#### Textauszug ####
Zinsabschlagsteuer: Begriff, rechtliche Grundlagen und Entwicklung
Die Zinsabschlagsteuer stellte eine besondere Form der Quellensteuer in Deutschland dar, welche bis zum 31. Dezember 2008 auf bestimmte Kapitalerträge, insbesondere Zinserträge, erhoben wurde. Sie diente der Ertragsteuererfassung von Zinseinkünften natürlicher Personen und war wesentlicher Bestandteil der Besteuerung von Einkünften aus Kapitalvermögen gemäß dem Einkommensteuerrecht.
Definition und Rechtsnatur der Zinsabschlagsteuer
Die Zinsabschlagsteuer war eine Steuer, die unmittelbar an der Quelle, also vom Schuldner oder der auszahlenden Stelle der Zinsen, einbehalten wurde. Gesetzliche Grundlage bildete zunächst § 43 Abs. 1 Satz 1 Nr. 7 Einkommensteuergesetz (EStG) in Verbindung mit §§ 44 ff. EStG in der bis 2008 geltenden Fassung. Sie war keine eigenständige Steuer, sondern eine besondere Erhebungsform der Einkommensteuer, diente jedoch der Sicherstellung des Steueraufkommens aus Kapitalerträgen und der Vermeidung von Steuerhinterziehung.
Gesetzliche Grundlagen und Funktion
Rechtsnormen
Die Erhebung der Zinsabschlagsteuer beruhte auf den nachfolgenden Rechtsgrundlagen:
- § 43 Abs. 1 Satz 1 Nr. 7 EStG: Regelung der Erhebung der Steuer auf Zinserträge.
- §§ 44 ff. EStG: Regelten insbesondere die steuerliche Pflichten der auszahlenden Stelle, die Haftung sowie das Verfahren zur Abführung der Steuer an das Finanzamt.
####
Gib an, bis zu welchem Datum die Zinsabschlagsteuer laut dem Text über die Zinsabschlagsteuer erhoben wurde.
#### Datensatz ####
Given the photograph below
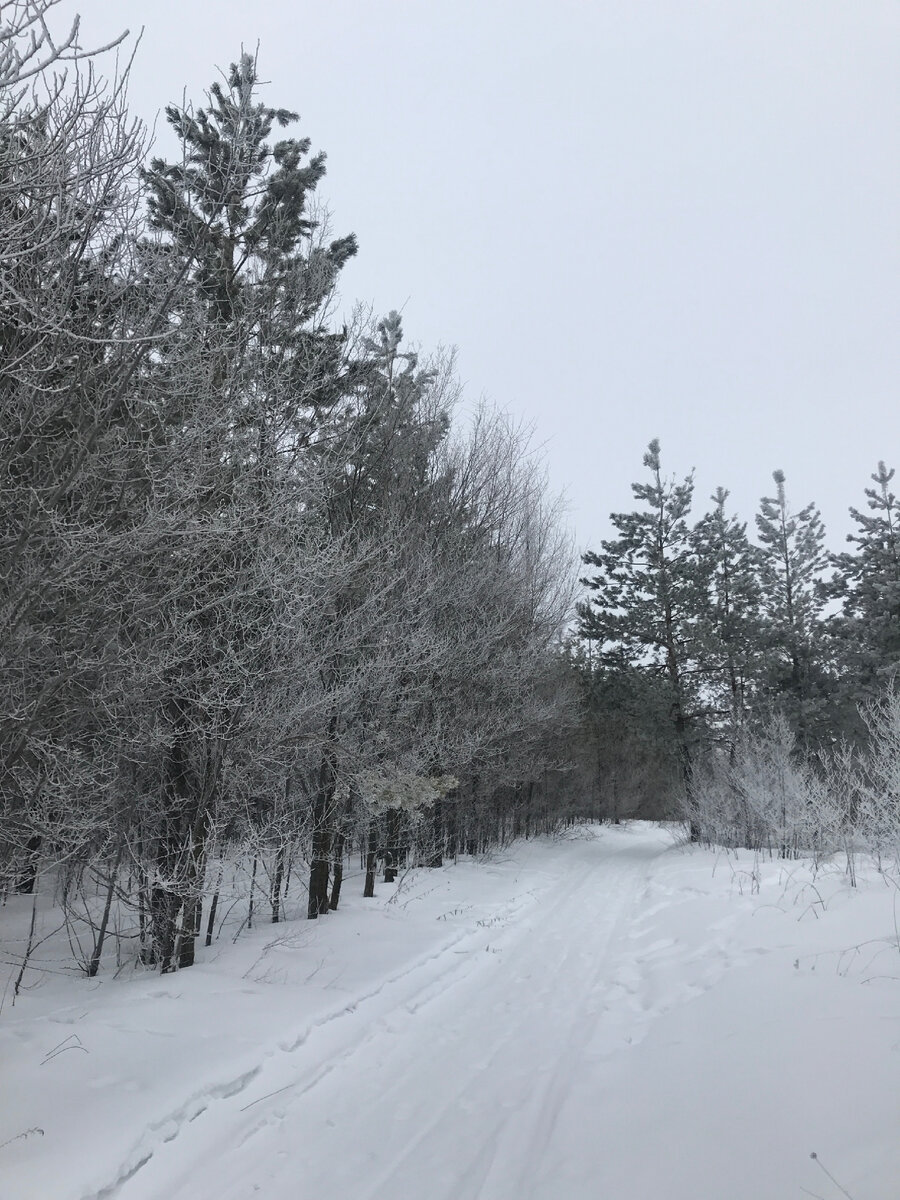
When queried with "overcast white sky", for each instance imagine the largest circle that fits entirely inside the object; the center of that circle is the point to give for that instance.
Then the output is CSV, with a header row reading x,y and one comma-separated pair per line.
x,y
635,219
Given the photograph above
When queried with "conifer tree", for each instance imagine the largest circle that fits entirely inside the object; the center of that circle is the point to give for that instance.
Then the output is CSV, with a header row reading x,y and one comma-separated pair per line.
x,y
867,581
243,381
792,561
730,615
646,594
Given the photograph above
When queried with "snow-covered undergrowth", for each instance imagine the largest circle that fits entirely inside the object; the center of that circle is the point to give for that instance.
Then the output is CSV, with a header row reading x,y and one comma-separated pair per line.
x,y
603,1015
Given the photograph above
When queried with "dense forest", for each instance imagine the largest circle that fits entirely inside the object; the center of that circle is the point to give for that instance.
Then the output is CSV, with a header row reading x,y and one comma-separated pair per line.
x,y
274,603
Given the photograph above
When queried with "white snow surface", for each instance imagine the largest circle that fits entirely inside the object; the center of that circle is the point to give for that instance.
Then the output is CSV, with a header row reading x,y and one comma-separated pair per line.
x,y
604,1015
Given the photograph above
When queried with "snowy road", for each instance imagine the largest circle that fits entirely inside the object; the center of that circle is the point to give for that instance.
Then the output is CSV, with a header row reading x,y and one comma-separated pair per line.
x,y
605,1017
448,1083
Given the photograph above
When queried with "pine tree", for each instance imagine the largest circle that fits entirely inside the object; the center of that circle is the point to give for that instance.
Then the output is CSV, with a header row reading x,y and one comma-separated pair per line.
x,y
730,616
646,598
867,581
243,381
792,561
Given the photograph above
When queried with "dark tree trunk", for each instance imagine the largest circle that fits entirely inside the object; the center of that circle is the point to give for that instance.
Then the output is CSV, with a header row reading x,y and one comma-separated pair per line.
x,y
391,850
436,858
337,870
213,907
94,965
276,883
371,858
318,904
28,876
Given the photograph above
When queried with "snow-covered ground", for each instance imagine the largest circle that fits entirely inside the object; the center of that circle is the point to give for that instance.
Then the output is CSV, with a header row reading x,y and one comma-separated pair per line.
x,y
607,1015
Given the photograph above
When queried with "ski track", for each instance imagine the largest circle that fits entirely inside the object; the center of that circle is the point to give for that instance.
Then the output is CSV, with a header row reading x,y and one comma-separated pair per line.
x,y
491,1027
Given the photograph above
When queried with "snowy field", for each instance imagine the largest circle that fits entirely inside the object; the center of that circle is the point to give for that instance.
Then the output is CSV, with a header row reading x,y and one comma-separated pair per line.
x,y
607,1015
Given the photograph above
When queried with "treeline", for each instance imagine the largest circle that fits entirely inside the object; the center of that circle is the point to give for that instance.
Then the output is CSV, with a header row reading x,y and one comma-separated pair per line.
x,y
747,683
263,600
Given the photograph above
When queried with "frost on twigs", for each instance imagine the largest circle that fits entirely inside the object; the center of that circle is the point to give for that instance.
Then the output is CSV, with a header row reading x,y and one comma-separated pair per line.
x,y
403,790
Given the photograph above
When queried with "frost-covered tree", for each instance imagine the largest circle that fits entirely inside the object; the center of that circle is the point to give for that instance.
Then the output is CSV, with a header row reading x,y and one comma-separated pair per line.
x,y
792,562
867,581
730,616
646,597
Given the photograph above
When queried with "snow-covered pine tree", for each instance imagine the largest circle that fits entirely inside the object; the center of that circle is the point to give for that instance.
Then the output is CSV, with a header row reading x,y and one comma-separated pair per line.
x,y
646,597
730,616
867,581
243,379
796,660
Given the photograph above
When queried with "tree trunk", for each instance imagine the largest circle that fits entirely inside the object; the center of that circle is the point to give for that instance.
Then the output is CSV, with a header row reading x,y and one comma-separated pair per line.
####
■ **Aufgabenlösung**
Bis zum 31. Dezember 2008.